RHB Research

MISC - Dismal Prospects For LNG

kiasutrader
Publish date: Fri, 14 Feb 2014, 09:42 AM

MISC’s FY13 earnings exceeded our forecast  by 10%.  We foresee   FY14 earnings growth  in  its other divisions and lower losses from non-LNG tankers, but these will be partially offset by a drop in LNG tanker profits as  the 20-year charter on  one of its vessels (out of a total upcoming 5) will be expiring, and is likely to be renewed at a substantially lower rate. Maintain NEUTRAL call, with a higher FV of MYR6.49.

  • Better  than  expected.  Excluding  exceptional  expenses  amounting  to USD24m and a USD182m  upfront gain on disposal   through  the  finance lease  for  Gemusut  Kakap  Floating  Production  System  (GK),  MISC’s FY13  core  net  profit  of  USD504m  (up  70%  y-o-y)  was  10%  and  17% above  our  estimate  and  consensus    respectively.  The  higher-thanexpected  profit  was  attributed  to  its  offshore  units  and  lower-thanexpected losses from its chemical segment owing to lower bunker prices. Meanwhile,  losses  from  petroleum  tanker  shipping  narrowed  q-o-q,thanks  to  the  strong  lift  in  rates  in  4QFY13.  However,  on  a  full-year basis,  the  losses  from  the  petroleum  tanker  segment  disappointed  as they were down by only USD8m, to a core PBT loss of USD152m.

= Challenge 1 =
For the MISC research note, mark each statement yes or no and quote the exact words that decide it: (a) The note keeps a NEUTRAL call on MISC. (b) Higher bunker prices added to losses in the chemical segment. (c) The expiring charter is expected to be renewed at a higher rate.
= Challenge 2 =
Extract everything in the MISC research note from "RHB Research" down to "FV of MYR6.49.".
The rows that follow have nothing to do with the MISC research note.

= Records supplied =
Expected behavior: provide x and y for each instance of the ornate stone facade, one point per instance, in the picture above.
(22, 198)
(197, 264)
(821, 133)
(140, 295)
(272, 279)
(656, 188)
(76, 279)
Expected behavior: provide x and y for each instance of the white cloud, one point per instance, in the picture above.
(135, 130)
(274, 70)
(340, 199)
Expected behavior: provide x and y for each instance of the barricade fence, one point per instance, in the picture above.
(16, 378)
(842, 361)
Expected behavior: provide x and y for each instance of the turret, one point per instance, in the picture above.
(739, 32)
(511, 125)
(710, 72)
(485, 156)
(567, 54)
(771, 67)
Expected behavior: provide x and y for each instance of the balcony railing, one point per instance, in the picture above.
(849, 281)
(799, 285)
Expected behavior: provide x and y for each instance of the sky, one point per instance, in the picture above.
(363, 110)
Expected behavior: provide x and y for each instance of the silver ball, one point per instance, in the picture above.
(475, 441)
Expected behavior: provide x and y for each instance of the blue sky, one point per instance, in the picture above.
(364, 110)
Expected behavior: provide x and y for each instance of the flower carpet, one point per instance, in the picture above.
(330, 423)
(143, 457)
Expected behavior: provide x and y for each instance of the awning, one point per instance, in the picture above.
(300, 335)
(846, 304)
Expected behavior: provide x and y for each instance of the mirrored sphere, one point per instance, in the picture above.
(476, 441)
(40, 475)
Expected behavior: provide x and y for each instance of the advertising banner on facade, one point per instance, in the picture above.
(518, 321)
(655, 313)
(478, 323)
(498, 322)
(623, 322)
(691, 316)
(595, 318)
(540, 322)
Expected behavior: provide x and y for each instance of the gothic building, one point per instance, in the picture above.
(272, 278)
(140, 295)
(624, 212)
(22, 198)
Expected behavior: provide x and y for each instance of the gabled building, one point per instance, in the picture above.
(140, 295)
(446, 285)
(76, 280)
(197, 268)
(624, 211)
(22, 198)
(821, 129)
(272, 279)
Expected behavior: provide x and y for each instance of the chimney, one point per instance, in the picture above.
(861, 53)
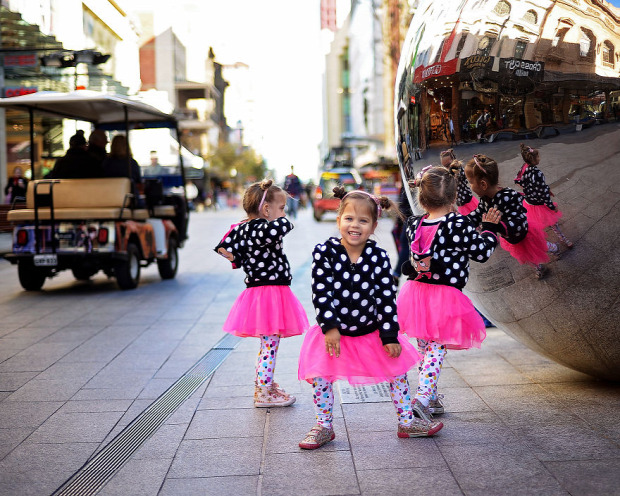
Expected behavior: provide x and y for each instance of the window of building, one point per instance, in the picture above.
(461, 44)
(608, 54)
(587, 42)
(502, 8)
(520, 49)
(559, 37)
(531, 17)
==
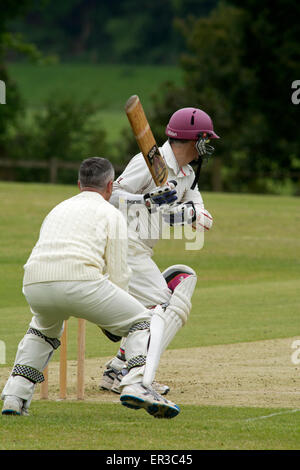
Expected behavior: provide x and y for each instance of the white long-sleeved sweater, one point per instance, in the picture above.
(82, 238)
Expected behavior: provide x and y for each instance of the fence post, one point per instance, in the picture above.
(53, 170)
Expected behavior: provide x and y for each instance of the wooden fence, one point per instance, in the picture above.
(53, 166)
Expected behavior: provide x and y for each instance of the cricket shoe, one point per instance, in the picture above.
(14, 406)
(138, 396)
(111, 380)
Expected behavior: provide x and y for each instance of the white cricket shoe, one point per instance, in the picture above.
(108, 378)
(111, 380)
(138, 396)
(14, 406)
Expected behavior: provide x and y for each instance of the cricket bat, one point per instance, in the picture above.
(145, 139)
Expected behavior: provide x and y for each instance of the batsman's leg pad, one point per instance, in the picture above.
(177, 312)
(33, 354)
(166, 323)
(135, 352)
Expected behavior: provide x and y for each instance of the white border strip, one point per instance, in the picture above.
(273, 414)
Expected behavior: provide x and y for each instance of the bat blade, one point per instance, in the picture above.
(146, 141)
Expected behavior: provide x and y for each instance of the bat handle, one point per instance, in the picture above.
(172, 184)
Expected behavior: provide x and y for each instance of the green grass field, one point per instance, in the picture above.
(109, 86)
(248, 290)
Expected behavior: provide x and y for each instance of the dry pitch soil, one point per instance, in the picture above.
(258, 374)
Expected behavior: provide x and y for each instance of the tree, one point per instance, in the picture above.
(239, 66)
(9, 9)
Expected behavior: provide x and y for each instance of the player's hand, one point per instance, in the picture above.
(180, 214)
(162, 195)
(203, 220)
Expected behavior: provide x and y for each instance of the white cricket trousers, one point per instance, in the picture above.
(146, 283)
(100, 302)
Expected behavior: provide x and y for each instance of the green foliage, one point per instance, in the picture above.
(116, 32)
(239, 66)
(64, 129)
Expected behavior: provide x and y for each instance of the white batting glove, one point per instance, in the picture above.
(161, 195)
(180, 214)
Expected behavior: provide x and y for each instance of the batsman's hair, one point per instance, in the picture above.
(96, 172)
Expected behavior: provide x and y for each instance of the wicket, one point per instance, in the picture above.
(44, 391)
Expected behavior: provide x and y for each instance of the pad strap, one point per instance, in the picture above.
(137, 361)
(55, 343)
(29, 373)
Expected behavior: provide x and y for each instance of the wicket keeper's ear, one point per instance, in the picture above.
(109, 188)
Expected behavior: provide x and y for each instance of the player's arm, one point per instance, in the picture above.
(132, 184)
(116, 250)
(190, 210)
--
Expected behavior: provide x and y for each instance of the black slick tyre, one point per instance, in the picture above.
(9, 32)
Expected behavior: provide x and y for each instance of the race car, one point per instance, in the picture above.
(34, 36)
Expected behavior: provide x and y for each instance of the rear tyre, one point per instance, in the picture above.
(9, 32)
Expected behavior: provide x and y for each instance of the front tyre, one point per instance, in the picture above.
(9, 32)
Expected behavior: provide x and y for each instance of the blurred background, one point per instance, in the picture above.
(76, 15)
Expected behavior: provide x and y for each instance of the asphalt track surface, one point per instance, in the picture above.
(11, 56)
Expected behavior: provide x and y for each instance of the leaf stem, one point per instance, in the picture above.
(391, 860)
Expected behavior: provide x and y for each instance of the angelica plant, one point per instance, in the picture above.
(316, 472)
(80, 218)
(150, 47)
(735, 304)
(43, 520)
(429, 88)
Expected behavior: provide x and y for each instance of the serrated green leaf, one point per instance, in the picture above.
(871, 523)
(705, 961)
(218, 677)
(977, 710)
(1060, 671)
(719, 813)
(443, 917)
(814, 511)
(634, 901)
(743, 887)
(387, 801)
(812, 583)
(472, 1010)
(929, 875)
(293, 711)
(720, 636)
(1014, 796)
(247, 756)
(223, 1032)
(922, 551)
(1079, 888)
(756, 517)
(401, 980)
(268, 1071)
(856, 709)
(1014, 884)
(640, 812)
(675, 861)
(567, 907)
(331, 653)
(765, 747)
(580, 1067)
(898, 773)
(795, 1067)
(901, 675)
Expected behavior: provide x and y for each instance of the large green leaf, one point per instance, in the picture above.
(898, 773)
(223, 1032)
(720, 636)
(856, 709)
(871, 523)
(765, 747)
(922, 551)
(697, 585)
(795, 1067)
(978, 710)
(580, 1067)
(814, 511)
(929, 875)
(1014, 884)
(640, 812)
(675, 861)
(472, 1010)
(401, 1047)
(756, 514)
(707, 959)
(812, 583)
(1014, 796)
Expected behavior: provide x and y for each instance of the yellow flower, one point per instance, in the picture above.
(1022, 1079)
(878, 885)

= Expected answer 1 =
(a) Yes: "Maintain NEUTRAL call, with a higher FV of MYR6.49."
(b) No: "losses from its chemical segment owing to lower bunker prices"
(c) No: "is likely to be renewed at a substantially lower rate"

= Expected answer 2 =
RHB Research

MISC - Dismal Prospects For LNG

kiasutrader
Publish date: Fri, 14 Feb 2014, 09:42 AM

MISC’s FY13 earnings exceeded our forecast  by 10%.  We foresee   FY14 earnings growth  in  its other divisions and lower losses from non-LNG tankers, but these will be partially offset by a drop in LNG tanker profits as  the 20-year charter on  one of its vessels (out of a total upcoming 5) will be expiring, and is likely to be renewed at a substantially lower rate. Maintain NEUTRAL call, with a higher FV of MYR6.49.